__Stated task__.
Swap "trace" for "mark" everywhere it occurs in the listing and reproduce the listing otherwise unchanged, leaving out the pictures.

------ Dataset excerpts ------

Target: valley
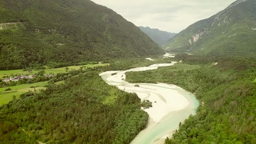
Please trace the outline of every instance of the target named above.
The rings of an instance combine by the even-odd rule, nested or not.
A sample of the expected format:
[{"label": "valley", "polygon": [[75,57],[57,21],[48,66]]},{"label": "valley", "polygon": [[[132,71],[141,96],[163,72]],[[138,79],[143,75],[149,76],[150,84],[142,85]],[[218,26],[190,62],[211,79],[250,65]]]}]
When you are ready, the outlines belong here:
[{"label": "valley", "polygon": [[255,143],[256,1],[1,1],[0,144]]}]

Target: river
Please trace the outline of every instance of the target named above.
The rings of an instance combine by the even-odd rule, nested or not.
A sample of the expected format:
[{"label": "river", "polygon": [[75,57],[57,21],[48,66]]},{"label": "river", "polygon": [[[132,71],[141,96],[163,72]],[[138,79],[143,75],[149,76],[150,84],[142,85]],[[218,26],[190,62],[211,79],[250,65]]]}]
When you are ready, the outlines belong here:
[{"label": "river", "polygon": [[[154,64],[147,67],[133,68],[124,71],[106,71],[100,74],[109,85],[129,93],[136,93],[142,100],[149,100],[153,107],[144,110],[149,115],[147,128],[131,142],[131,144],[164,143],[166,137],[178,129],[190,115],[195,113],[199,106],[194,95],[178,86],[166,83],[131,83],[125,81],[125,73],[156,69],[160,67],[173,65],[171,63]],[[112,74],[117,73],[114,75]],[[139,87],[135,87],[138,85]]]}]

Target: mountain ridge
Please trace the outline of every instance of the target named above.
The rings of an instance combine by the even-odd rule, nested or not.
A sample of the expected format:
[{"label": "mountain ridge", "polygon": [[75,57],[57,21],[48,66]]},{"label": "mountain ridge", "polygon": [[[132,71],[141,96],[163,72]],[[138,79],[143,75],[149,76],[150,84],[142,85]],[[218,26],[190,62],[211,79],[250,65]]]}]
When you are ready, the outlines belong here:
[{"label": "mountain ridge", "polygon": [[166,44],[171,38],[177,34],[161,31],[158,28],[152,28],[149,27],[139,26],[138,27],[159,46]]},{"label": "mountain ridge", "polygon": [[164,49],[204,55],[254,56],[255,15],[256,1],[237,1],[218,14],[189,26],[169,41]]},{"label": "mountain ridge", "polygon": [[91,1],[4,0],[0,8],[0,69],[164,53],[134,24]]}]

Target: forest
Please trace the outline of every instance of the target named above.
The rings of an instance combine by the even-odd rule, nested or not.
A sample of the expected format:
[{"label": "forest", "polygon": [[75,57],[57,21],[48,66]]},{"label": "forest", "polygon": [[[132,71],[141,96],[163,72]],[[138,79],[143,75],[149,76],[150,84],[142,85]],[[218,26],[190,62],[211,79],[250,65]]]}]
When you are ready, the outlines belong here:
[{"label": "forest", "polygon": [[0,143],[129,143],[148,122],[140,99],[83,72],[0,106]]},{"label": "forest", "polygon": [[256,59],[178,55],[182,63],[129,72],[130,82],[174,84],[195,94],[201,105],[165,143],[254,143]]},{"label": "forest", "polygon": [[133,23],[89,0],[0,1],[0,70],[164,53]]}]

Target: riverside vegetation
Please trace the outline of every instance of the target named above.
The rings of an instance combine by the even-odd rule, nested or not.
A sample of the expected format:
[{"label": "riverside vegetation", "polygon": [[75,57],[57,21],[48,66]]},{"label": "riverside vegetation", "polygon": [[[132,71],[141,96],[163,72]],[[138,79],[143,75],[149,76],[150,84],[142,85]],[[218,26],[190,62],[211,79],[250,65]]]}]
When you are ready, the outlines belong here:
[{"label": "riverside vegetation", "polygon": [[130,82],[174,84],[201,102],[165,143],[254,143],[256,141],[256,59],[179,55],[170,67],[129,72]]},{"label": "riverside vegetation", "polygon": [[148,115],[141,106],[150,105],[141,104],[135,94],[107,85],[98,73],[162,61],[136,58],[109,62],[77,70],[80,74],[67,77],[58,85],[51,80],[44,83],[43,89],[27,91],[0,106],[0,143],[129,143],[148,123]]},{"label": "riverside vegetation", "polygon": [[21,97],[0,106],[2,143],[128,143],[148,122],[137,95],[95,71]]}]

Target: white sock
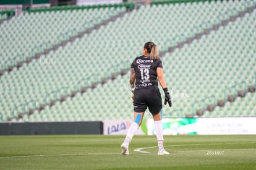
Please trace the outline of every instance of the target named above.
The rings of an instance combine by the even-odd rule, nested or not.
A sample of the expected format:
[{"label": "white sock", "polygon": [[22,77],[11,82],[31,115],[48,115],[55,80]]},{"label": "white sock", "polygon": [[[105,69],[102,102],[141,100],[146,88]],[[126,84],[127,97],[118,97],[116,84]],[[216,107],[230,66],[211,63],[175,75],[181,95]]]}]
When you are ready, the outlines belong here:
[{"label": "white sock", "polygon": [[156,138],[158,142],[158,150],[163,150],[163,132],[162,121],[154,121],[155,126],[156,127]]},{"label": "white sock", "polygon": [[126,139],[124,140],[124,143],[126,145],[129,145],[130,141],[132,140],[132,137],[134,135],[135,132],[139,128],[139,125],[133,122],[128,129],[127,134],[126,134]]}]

------

__Task output__.
Target: valley
Please mark the outline of every instance of the target named above.
The rings of an instance combine by the even-odd rule, nested or not.
A sample of the expected format:
[{"label": "valley", "polygon": [[75,57],[57,21],[48,66]]},{"label": "valley", "polygon": [[[132,71],[141,96],[163,72]],[[138,79],[143,75],[149,76],[150,84],[142,85]],[[218,26],[190,62],[211,79],[250,65]]]}]
When you are ready, the outlines belong here:
[{"label": "valley", "polygon": [[255,143],[256,1],[1,1],[0,144]]}]

Target: river
Please mark the outline of every instance of the target named above.
The rings of an instance combine by the even-odd rule, nested or not.
A sample of the expected format:
[{"label": "river", "polygon": [[75,57],[57,21],[48,66]]},{"label": "river", "polygon": [[[132,71],[141,96],[163,72]],[[138,79],[143,75],[149,76],[150,84],[142,85]],[[218,26],[190,62],[211,79],[250,65]]]}]
When you are ready, the outlines belong here:
[{"label": "river", "polygon": [[[154,64],[147,67],[133,68],[124,71],[106,71],[100,74],[109,85],[129,93],[136,93],[142,100],[149,100],[153,107],[144,110],[149,115],[147,128],[131,142],[131,144],[164,143],[166,137],[178,129],[190,115],[195,113],[199,106],[194,95],[178,86],[166,83],[131,83],[125,81],[125,73],[156,69],[160,67],[173,65],[171,63]],[[112,74],[117,73],[114,75]],[[139,87],[135,87],[138,85]]]}]

Target: mountain ridge
Please mark the outline of every instance of the target named above.
The rings of an instance combine by the even-odd rule, nested or not.
A sample of the expected format:
[{"label": "mountain ridge", "polygon": [[75,57],[57,21],[48,66]]},{"label": "mountain ridge", "polygon": [[[132,71],[141,96],[163,72]],[[138,79],[143,75],[149,76],[150,84],[142,85]],[[218,26],[190,62],[211,79],[250,65]]]}]
When you are ready, the outlines belong here:
[{"label": "mountain ridge", "polygon": [[166,44],[171,38],[177,34],[161,31],[158,28],[152,28],[149,27],[139,26],[138,27],[159,46]]},{"label": "mountain ridge", "polygon": [[164,49],[204,55],[254,56],[255,15],[256,1],[237,1],[218,14],[189,26],[169,41]]},{"label": "mountain ridge", "polygon": [[91,1],[4,0],[0,8],[0,69],[164,53],[134,24]]}]

Target: forest
Please mark the outline of every instance of the target named above.
The rings of an instance combine by the even-odd rule, nested or not.
A sample of the expected format:
[{"label": "forest", "polygon": [[75,57],[57,21],[48,66]]},{"label": "forest", "polygon": [[[132,71],[141,96],[163,72]],[[138,79],[143,75],[149,76],[150,84],[142,85]],[[218,26],[190,62],[211,79],[250,65]]]}]
When you are ready, the outlines belong here:
[{"label": "forest", "polygon": [[0,143],[129,143],[148,122],[140,99],[83,72],[0,106]]},{"label": "forest", "polygon": [[256,59],[178,55],[182,63],[129,72],[130,82],[174,84],[195,94],[201,105],[165,143],[254,143]]},{"label": "forest", "polygon": [[133,23],[89,0],[0,1],[0,70],[164,53]]}]

Target: riverside vegetation
Please mark the outline of every instance of the target named above.
The rings of an instance combine by the even-odd rule, nested or not.
A sample of the expected format:
[{"label": "riverside vegetation", "polygon": [[75,57],[57,21],[48,66]]},{"label": "riverside vegetation", "polygon": [[[132,71],[141,96],[163,72]],[[138,79],[143,75],[149,76],[150,84],[142,85]],[[218,26],[190,62],[211,79],[250,65]]]}]
When you are ready, the outlines belong here:
[{"label": "riverside vegetation", "polygon": [[130,82],[174,84],[201,102],[165,143],[254,143],[256,141],[256,59],[179,55],[170,67],[129,72]]},{"label": "riverside vegetation", "polygon": [[148,115],[141,106],[150,105],[141,104],[135,94],[107,85],[98,73],[162,61],[136,58],[109,62],[77,70],[80,74],[67,77],[58,85],[51,80],[44,83],[43,89],[27,91],[0,106],[0,143],[129,143],[148,123]]},{"label": "riverside vegetation", "polygon": [[21,97],[0,106],[2,143],[128,143],[148,122],[137,95],[95,71]]}]

Target: white sock
Please mark the outline of every instance of the target named above.
The rings of an instance combine by the even-odd rule, nested or not.
A sample of the expected format:
[{"label": "white sock", "polygon": [[22,77],[11,82],[31,115],[48,115],[55,80]]},{"label": "white sock", "polygon": [[[105,69],[102,102],[141,100],[146,88]],[[126,84],[127,97],[118,97],[116,84]],[[216,107],[230,66],[211,63],[175,75],[181,95]]]}]
When you are ready, the outlines belong here:
[{"label": "white sock", "polygon": [[156,138],[158,142],[158,150],[163,150],[163,132],[162,121],[154,121],[155,126],[156,127]]},{"label": "white sock", "polygon": [[126,139],[124,140],[124,143],[126,145],[129,145],[130,141],[132,140],[132,137],[134,135],[135,132],[139,128],[139,125],[133,122],[128,129],[127,134],[126,134]]}]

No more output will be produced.